## 取り組む課題
五輪中継の視聴率についての文章を、「しかし、報道されるのは、そん」から「れ最低視聴率を更新しました。」まで(両端を含む)書き写し、その際「平昌五輪」を「冬季五輪」に置き換えなさい。

## 本文抜粋
● ● ● ●

「開会式」(NHK)の視聴率28.5%(ビデオリサーチ調べ、関東地区)を皮切りに、フィギュアスケート男子フリー(NHK)が33.9%、「女子団体パシュート決勝」(日本テレビ系)が23.3%、「スピードスケート女子500メートル」(TBS系)が21.4%と、日本選手が金メダルを獲得した中継で高視聴率を連発。その他も「女子スキージャンプノーマルヒル決勝」(NHK)が24.8%を記録したほか、女子カーリングも放送されるたびに高視聴率をたたき出すなど、平昌五輪のテレビ中継が盛り上がっています。

 しかし、報道されるのは、そんな華々しい高視聴率だけではありません。連日ドラマの低視聴率に関する厳しい報道がネット上に飛び交っているのです。平昌五輪の放送期間中、「アンナチュラル」(TBS系)が9.0%、「もみ消して冬 〜わが家の問題なかったことに〜」(日本テレビ系)が7.1%、「きみが心に棲みついた」(TBS系)が6.9%、「海月姫」(フジテレビ系)が5.0%、「anone」(日本テレビ系)が5.5%、「隣の家族は青く見える」(フジテレビ系)が4.6%と、それぞれ最低視聴率を更新しました。

● ● ● ●

## 記録
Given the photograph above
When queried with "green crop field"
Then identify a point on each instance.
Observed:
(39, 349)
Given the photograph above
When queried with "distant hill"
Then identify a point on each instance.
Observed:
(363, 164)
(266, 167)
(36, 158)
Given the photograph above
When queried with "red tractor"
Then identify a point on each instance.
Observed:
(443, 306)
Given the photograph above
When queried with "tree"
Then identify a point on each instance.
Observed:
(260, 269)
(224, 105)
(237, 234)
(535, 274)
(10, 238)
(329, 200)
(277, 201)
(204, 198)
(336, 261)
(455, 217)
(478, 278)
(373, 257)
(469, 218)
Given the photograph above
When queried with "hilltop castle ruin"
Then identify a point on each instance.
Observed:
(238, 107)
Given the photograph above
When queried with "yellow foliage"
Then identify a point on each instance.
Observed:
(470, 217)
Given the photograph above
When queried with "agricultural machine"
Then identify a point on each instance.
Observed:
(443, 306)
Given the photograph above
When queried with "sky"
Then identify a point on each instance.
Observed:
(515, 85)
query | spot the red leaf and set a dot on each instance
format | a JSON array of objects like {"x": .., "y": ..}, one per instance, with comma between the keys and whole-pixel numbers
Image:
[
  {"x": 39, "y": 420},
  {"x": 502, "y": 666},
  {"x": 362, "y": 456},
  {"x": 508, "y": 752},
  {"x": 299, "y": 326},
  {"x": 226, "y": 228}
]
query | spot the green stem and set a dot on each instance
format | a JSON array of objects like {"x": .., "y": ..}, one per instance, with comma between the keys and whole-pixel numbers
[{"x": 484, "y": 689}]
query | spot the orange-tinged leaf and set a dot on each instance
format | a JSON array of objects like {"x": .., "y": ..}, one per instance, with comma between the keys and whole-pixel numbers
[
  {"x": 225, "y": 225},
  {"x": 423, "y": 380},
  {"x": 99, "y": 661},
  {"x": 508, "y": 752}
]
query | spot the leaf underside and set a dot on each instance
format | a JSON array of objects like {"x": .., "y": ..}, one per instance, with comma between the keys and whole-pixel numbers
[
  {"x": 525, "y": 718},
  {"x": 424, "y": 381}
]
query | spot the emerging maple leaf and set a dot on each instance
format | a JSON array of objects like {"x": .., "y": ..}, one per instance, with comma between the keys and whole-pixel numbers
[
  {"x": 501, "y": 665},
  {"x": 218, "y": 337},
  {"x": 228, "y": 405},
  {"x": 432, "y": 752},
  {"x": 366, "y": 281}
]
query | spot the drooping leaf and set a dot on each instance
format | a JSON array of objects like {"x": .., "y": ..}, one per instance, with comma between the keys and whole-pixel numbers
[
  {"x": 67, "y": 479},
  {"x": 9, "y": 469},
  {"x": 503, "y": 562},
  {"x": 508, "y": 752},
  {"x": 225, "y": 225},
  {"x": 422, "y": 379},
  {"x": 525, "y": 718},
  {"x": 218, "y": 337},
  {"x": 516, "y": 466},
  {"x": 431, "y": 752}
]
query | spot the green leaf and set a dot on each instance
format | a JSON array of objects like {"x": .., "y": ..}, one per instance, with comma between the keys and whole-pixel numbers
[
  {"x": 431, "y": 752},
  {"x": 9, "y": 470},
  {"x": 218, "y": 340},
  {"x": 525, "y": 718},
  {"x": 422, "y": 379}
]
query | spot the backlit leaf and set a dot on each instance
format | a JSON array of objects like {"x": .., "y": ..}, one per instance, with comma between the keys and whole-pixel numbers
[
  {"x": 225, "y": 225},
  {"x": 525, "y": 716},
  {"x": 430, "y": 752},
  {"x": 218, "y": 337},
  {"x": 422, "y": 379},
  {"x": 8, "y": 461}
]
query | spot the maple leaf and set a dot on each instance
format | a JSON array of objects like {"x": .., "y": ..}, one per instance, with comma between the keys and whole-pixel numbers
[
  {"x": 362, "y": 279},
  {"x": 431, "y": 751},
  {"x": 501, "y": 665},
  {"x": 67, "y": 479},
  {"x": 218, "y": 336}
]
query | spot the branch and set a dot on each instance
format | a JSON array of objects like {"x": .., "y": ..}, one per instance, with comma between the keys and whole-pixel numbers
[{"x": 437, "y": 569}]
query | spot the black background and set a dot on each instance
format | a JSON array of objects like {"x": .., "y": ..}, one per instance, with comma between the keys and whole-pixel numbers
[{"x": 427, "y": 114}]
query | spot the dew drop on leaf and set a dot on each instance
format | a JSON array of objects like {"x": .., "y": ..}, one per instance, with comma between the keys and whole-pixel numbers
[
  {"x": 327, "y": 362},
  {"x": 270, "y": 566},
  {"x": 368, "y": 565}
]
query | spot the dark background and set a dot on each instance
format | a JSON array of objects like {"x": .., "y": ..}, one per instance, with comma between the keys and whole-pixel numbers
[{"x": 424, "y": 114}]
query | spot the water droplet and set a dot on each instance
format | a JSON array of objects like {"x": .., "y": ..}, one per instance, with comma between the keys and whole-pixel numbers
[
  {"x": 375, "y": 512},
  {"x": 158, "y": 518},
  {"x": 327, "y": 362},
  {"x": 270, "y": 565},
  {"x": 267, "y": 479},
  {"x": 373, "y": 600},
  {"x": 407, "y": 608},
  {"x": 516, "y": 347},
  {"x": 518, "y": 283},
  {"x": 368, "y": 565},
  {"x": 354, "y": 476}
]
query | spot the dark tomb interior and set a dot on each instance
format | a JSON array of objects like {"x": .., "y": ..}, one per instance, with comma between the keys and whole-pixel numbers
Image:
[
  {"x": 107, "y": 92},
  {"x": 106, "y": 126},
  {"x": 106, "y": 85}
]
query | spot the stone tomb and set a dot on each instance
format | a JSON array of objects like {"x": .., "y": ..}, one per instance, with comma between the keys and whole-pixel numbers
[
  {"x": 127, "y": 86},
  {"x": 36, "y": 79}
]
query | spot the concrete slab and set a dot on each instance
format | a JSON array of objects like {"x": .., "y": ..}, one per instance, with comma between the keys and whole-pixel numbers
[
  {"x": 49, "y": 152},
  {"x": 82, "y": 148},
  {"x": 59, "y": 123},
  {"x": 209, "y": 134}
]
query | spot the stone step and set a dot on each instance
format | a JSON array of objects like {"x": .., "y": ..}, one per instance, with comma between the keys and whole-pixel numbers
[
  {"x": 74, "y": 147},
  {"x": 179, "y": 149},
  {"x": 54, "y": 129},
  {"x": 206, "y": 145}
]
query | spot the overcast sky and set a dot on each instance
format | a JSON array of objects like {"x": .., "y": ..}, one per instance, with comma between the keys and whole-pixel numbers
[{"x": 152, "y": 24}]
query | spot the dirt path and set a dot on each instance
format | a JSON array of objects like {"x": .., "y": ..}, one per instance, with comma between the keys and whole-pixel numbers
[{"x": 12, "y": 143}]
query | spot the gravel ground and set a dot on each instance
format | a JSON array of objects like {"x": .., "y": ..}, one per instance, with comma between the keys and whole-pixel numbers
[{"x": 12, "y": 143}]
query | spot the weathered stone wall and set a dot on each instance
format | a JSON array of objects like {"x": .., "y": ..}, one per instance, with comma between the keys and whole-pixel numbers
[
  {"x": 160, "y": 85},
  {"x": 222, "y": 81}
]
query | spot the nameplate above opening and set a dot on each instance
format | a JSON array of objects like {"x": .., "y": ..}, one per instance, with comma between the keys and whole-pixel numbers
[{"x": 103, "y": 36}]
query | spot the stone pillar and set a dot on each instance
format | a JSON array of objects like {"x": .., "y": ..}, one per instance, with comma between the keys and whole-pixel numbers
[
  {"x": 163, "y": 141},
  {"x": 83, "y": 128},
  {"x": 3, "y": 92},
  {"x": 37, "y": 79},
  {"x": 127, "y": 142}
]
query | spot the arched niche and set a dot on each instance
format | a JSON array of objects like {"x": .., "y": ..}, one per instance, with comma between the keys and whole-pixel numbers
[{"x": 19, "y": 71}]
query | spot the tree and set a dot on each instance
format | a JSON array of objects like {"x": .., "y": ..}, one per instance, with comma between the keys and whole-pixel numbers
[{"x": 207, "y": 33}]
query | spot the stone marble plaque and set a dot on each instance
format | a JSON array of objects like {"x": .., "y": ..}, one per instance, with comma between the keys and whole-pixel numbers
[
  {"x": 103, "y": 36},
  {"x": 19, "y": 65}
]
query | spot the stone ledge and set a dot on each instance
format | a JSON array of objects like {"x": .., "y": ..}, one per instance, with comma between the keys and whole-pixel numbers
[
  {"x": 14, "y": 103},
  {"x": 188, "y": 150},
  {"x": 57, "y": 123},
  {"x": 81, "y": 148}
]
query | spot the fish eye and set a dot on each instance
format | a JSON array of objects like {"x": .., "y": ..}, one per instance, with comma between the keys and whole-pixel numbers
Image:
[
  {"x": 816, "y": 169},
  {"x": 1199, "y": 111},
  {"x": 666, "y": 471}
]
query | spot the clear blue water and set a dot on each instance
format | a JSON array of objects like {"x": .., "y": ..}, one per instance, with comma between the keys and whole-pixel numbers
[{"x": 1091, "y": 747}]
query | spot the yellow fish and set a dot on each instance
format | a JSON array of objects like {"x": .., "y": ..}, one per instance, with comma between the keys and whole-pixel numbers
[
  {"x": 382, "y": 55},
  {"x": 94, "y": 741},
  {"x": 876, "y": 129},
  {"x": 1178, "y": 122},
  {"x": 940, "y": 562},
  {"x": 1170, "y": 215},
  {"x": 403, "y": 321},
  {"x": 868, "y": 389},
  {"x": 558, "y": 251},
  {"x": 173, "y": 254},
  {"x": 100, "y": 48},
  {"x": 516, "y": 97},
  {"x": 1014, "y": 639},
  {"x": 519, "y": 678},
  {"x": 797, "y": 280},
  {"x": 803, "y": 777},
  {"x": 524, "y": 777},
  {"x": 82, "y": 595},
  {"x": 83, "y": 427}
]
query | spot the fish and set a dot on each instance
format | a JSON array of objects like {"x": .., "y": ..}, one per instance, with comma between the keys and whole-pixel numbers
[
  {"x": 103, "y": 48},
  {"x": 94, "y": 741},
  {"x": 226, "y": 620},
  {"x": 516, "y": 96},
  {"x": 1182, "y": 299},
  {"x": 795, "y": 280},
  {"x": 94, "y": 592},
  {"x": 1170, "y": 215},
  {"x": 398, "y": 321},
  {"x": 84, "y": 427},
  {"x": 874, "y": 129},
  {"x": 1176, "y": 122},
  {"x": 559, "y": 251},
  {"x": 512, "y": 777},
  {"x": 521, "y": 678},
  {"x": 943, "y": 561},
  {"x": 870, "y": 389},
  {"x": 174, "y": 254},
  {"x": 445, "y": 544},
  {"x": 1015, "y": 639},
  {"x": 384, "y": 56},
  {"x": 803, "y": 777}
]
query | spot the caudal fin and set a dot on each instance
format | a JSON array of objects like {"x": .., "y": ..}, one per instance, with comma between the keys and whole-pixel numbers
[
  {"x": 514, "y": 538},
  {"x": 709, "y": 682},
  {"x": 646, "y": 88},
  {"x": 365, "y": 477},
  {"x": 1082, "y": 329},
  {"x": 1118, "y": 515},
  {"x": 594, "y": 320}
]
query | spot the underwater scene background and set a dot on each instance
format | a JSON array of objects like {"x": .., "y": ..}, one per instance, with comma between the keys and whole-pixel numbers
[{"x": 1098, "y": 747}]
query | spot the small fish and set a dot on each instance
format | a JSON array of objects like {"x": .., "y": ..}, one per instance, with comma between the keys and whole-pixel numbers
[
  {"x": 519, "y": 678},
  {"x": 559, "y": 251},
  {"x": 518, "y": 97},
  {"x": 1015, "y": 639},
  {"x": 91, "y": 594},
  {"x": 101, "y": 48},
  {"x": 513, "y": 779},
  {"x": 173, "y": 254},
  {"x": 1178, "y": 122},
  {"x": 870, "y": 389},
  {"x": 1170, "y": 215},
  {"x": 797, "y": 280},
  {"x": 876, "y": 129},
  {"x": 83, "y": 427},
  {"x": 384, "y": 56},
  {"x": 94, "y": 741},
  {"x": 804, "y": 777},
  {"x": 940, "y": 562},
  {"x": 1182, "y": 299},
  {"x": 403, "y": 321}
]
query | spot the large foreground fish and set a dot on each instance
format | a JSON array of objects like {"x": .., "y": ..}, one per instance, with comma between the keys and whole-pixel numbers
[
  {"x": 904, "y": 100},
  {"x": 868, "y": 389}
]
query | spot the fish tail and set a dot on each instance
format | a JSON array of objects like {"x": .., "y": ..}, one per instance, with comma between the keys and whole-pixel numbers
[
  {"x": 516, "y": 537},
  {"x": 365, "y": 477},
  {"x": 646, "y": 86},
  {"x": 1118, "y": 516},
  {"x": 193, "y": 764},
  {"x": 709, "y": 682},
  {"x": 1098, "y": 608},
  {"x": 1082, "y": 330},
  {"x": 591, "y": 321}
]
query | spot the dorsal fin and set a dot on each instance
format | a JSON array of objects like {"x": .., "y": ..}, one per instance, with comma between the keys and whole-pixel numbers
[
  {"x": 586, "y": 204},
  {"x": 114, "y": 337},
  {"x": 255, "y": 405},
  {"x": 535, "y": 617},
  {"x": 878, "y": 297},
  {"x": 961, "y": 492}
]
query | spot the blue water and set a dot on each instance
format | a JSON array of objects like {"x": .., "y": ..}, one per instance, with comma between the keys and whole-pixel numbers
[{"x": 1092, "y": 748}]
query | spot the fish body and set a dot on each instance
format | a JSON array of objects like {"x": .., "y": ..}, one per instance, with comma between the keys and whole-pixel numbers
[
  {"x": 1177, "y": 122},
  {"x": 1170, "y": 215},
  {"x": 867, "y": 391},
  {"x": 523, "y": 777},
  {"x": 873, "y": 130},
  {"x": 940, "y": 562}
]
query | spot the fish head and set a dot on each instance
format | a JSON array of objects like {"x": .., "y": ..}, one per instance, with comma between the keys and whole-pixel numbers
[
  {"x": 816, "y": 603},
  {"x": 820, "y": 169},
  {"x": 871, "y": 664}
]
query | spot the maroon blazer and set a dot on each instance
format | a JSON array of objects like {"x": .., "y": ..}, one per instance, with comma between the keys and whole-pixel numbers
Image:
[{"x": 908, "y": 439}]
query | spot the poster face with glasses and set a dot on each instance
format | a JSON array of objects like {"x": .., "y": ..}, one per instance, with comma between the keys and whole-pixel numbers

● ● ● ●

## 最終解答
しかし、報道されるのは、そんな華々しい高視聴率だけではありません。連日ドラマの低視聴率に関する厳しい報道がネット上に飛び交っているのです。冬季五輪の放送期間中、「アンナチュラル」(TBS系)が9.0%、「もみ消して冬 〜わが家の問題なかったことに〜」(日本テレビ系)が7.1%、「きみが心に棲みついた」(TBS系)が6.9%、「海月姫」(フジテレビ系)が5.0%、「anone」(日本テレビ系)が5.5%、「隣の家族は青く見える」(フジテレビ系)が4.6%と、それぞれ最低視聴率を更新しました。